* EXTRACTED TEXT:
-- Opening Marker --
LONDON (Reuters) – World powers said after a meeting on Wednesday they made progress but failed to reach a consensus on a package of incentives and threats to prevent Iran from being able to build a nuclear bomb.

A spokesman for the U.S. State Department said Iran, which insisted on its right to a full range of nuclear technology, had recently sought bilateral talks with the United States but that Washington would stick to a multilateral approach.

Senior officials from U.N. Security Council permanent members China, Russia, the United States, France and Britain, plus Germany had met to try to narrow divisions over how to induce Tehran to halt sensitive uranium enrichment work.

After the meeting, Britain said it was encouraged by the progress and that officials would propose that foreign ministers should meet soon to take final decisions.

“Preparatory work will continue over the coming days,” said a spokesman for Britain’s Foreign Office.

Washington and some Western nations suspect Iran’s professed bid for nuclear power for its economy is a cover for efforts to develop an atomic bomb.

Serious differences have persisted between Washington and Moscow over U.S. demands that Iran face sanctions, resisted by Russia, if it continues to defy the international community.

The Islamic Republic says it is developing nuclear technology for civilian energy generation and Iran’s President Mahmoud Ahmadinejad issued a defiant message repeating that.

“Using nuclear energy is Iran’s right,” Ahmadinejad told a rally in a speech broadcast live on state television.

Israeli Prime Minister Ehud Olmert, in Washington for talks, said on Wednesday Iran’s nuclear ambitions posed “the test of our time” and urged swift international action to meet what he termed a threat to the existence of the Jewish state.

U.N. Secretary-General Kofi Annan, speaking during a visit to Vietnam, said he had appealed to Iran “not to reject anything out of hand” that might emerge from the talks in London.

POSSIBLE SANCTIONS

The final package is likely to include an offer of a light-water reactor and an assured supply from abroad of fuel for civilian atomic plants so Iran would not have to enrich uranium itself.

Uranium enriched to a low level is used as nuclear power plant fuel, a threshold Iran reached at its Natanz pilot plant in April. But if purified to a higher grade, uranium can set off the chain reaction that detonates atomic bombs.
-- Closing Marker --
* STORED DATA:
-- Opening Marker --
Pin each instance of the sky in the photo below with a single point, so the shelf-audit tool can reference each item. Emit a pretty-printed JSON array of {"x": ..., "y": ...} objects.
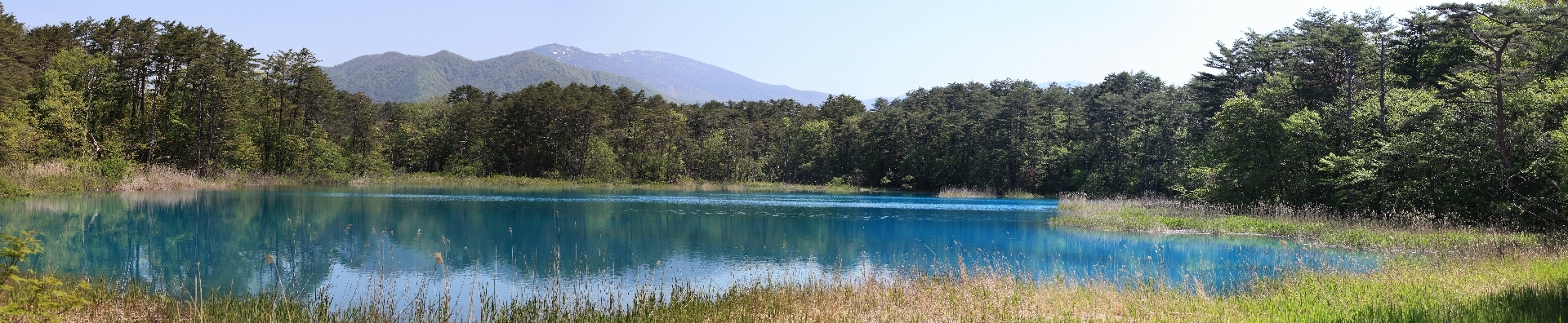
[{"x": 866, "y": 49}]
-- Closing Marker --
* EXERCISE AIM: Repeat everything in the Iran nuclear talks report from "POSSIBLE SANCTIONS" down to "enrich uranium itself.", word for word. You can ignore the lines above; the work here uses only the text.

* RESPONSE FOR THIS EXERCISE:
POSSIBLE SANCTIONS

The final package is likely to include an offer of a light-water reactor and an assured supply from abroad of fuel for civilian atomic plants so Iran would not have to enrich uranium itself.